(Document segment):
This is exactly the problem that the MIX simulator attempts to solve: a tool suite, capable of assembling and executing programs written in the MIXAL language, the MIX computer's assembly language. Features include a simplistic debugger, a complete implementation of the MIX computer's devices, symbol table generation, listing generation and typesetting for TeX, etc.

The full specification of the MIX computer and the MIXAL assembly language can be found in The Art of Computer Programming vol. 1. In fact, this software package has little use to anybody who has not read, or has no intention to read, this series of books, follow its examples, and solve its exercises. So, have fun using it, but first of all, enjoy reading the books!

Using the Tools

The MIXWare distribution contains the complete documentation in the form of a .pdf file. In it, you may find the detailed instructions on how to execute the assembler and make the most out of the simulator. However, a (very) brief tutorial follows.

To assemble a MIXAL program:

MIXASM -f:card -o:primes.deck primes.mixal

This command assembles the file "primes.mixal" as a punched card deck and saves the output to "primes.deck".

(Information supplied):
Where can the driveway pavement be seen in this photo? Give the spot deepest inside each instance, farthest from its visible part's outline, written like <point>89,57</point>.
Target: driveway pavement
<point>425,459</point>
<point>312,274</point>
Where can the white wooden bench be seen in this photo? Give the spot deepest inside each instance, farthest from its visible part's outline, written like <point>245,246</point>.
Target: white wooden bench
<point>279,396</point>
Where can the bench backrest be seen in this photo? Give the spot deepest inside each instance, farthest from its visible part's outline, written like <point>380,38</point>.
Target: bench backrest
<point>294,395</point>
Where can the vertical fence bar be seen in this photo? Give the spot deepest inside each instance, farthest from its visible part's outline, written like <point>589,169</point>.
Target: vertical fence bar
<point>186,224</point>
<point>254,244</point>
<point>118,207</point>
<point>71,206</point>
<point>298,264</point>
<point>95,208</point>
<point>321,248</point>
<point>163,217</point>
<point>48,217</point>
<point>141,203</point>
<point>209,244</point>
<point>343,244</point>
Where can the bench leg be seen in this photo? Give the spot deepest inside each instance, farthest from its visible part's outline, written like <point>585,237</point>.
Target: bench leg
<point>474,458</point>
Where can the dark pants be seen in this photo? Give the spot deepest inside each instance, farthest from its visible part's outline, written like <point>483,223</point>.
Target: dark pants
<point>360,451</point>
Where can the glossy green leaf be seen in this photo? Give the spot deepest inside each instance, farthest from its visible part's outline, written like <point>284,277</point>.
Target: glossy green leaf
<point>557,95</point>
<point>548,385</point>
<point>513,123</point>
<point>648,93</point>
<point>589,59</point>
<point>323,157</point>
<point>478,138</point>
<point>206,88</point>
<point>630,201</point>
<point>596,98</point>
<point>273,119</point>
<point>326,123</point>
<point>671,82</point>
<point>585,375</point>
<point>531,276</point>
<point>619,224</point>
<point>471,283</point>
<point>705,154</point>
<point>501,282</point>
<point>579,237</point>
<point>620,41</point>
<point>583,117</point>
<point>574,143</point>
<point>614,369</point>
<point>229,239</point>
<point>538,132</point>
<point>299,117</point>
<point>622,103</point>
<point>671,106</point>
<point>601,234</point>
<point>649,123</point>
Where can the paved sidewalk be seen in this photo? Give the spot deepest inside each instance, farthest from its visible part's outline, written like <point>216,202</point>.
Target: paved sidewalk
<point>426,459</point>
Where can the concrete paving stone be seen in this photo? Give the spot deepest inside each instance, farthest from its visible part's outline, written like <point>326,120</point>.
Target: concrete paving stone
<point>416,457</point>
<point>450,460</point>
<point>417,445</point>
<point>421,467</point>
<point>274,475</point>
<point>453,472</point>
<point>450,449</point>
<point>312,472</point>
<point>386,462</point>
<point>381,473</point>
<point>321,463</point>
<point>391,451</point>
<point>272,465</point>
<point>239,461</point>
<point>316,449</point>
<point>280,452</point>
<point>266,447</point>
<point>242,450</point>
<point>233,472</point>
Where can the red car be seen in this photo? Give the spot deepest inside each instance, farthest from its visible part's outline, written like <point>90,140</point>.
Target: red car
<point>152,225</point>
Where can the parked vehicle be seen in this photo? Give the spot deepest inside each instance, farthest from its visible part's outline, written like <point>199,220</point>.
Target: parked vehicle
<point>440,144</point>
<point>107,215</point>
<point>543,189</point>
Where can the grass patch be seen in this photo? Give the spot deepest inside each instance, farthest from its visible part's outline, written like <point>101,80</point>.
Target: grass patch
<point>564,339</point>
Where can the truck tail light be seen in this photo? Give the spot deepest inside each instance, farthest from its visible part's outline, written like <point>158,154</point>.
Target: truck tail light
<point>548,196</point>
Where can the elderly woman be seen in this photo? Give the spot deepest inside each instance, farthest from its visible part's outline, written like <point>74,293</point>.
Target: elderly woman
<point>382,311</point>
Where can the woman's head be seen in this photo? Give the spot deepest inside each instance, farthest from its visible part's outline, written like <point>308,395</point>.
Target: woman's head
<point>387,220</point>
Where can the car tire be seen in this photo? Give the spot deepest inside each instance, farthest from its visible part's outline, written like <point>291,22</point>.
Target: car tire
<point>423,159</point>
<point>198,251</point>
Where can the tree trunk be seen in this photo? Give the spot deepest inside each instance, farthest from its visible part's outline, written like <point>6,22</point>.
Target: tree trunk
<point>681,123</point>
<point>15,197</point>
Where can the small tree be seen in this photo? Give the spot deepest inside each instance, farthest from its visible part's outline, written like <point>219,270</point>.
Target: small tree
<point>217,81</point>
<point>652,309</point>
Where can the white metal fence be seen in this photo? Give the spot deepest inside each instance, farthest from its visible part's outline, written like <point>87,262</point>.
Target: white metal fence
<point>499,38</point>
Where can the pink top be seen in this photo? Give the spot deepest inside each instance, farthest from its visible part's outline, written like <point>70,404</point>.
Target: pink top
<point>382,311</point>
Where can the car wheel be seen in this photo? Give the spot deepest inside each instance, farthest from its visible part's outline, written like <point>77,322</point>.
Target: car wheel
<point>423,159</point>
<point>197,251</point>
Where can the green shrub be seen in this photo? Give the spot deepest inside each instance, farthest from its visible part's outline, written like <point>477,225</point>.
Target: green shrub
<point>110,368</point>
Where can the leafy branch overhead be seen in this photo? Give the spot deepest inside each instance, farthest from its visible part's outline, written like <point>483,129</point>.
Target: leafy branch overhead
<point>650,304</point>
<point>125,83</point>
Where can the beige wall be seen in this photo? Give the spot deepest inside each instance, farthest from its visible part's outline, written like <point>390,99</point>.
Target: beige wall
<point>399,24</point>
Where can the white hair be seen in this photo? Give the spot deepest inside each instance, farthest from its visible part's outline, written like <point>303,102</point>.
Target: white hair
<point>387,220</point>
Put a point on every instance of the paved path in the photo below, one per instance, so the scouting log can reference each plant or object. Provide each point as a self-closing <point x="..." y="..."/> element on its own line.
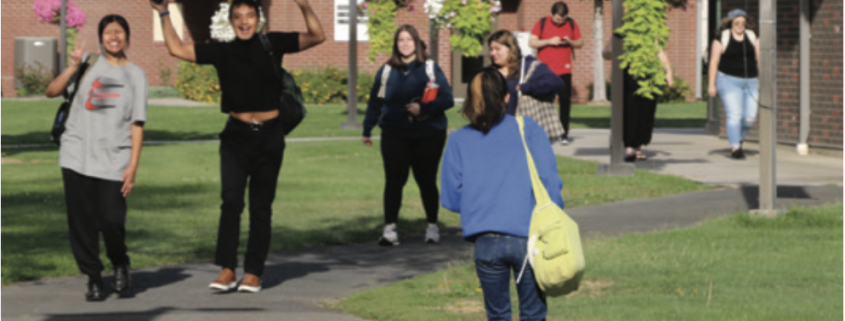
<point x="299" y="284"/>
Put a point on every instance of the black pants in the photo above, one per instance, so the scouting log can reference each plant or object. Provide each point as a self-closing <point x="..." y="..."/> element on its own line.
<point x="422" y="155"/>
<point x="637" y="116"/>
<point x="251" y="155"/>
<point x="565" y="102"/>
<point x="95" y="205"/>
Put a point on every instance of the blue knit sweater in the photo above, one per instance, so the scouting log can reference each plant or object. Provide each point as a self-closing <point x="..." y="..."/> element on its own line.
<point x="404" y="85"/>
<point x="485" y="178"/>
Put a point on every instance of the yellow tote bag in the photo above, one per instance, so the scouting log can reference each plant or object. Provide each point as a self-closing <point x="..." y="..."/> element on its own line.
<point x="554" y="243"/>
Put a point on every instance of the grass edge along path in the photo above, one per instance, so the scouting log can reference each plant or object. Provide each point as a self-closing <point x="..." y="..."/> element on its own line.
<point x="730" y="268"/>
<point x="174" y="208"/>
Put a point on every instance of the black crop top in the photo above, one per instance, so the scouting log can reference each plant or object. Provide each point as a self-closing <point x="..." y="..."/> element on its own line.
<point x="243" y="67"/>
<point x="732" y="63"/>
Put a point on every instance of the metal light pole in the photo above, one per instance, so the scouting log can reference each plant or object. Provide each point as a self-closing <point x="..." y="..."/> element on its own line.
<point x="768" y="108"/>
<point x="617" y="166"/>
<point x="352" y="84"/>
<point x="63" y="37"/>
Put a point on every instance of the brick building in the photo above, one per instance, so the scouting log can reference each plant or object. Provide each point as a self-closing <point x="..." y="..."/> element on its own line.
<point x="825" y="19"/>
<point x="18" y="20"/>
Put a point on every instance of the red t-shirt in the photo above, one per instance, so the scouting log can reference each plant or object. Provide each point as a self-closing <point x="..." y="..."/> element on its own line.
<point x="558" y="58"/>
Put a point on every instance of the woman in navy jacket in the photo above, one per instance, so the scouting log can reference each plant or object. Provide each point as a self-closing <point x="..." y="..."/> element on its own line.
<point x="507" y="58"/>
<point x="485" y="178"/>
<point x="413" y="133"/>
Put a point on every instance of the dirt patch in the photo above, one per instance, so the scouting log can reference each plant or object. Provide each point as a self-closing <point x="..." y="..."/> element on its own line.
<point x="592" y="289"/>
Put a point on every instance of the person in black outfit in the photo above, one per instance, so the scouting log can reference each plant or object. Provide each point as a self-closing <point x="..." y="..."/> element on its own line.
<point x="252" y="143"/>
<point x="413" y="133"/>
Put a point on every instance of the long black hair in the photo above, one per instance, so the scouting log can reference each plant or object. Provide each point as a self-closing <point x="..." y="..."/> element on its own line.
<point x="109" y="19"/>
<point x="485" y="104"/>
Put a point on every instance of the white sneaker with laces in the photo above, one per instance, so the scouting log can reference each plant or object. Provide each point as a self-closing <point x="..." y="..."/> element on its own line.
<point x="432" y="234"/>
<point x="389" y="237"/>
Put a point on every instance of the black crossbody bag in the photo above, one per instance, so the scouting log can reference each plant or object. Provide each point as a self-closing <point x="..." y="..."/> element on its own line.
<point x="292" y="111"/>
<point x="64" y="109"/>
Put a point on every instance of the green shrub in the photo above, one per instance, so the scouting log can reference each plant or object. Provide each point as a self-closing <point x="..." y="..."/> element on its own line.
<point x="198" y="83"/>
<point x="319" y="86"/>
<point x="675" y="94"/>
<point x="34" y="80"/>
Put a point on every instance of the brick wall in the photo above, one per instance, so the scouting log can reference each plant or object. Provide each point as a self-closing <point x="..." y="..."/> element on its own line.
<point x="18" y="20"/>
<point x="680" y="49"/>
<point x="825" y="70"/>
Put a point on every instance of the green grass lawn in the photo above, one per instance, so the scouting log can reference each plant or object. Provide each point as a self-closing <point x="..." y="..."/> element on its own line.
<point x="329" y="193"/>
<point x="27" y="122"/>
<point x="732" y="268"/>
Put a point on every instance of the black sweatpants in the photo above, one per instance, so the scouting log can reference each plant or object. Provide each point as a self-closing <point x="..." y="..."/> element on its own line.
<point x="249" y="155"/>
<point x="95" y="205"/>
<point x="420" y="154"/>
<point x="565" y="101"/>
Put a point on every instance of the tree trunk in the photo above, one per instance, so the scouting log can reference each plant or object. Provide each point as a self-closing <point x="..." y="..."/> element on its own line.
<point x="599" y="92"/>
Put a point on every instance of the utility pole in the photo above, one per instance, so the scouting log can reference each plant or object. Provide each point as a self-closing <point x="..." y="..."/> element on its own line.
<point x="62" y="37"/>
<point x="617" y="166"/>
<point x="768" y="108"/>
<point x="352" y="84"/>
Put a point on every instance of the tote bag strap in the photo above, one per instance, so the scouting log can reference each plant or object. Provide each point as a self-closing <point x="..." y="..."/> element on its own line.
<point x="541" y="196"/>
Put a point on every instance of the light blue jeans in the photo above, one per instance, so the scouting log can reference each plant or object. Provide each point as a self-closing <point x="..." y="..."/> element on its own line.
<point x="739" y="98"/>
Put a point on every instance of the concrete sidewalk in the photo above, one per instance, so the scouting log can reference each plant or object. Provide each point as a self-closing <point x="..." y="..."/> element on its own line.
<point x="691" y="154"/>
<point x="300" y="284"/>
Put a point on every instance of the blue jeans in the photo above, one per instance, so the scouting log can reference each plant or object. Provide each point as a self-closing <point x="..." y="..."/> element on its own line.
<point x="739" y="98"/>
<point x="496" y="255"/>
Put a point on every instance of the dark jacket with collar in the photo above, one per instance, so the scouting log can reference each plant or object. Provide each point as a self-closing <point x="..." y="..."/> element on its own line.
<point x="405" y="85"/>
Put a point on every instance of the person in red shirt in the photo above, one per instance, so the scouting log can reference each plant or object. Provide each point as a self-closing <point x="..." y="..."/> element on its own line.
<point x="555" y="37"/>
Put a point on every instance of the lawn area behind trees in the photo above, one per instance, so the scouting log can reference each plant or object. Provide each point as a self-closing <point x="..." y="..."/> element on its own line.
<point x="28" y="122"/>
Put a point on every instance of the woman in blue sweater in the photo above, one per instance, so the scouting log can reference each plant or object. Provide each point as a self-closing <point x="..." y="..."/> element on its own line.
<point x="413" y="131"/>
<point x="485" y="178"/>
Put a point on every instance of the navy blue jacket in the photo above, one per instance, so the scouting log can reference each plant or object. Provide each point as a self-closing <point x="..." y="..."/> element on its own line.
<point x="542" y="82"/>
<point x="403" y="86"/>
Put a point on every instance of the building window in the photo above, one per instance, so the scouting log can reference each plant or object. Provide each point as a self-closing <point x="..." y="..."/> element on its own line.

(What is being asked): Please give back the full MIX simulator passage word for word. The rows play no part in this exercise.

(Written answer):
This is exactly the problem that the MIX simulator attempts to solve: a tool suite, capable of assembling and executing programs written in the MIXAL language, the MIX computer's assembly language. Features include a simplistic debugger, a complete implementation of the MIX computer's devices, symbol table generation, listing generation and typesetting for TeX, etc.

The full specification of the MIX computer and the MIXAL assembly language can be found in The Art of Computer Programming vol. 1. In fact, this software package has little use to anybody who has not read, or has no intention to read, this series of books, follow its examples, and solve its exercises. So, have fun using it, but first of all, enjoy reading the books!

Using the Tools

The MIXWare distribution contains the complete documentation in the form of a .pdf file. In it, you may find the detailed instructions on how to execute the assembler and make the most out of the simulator. However, a (very) brief tutorial follows.

To assemble a MIXAL program:

MIXASM -f:card -o:primes.deck primes.mixal

This command assembles the file "primes.mixal" as a punched card deck and saves the output to "primes.deck".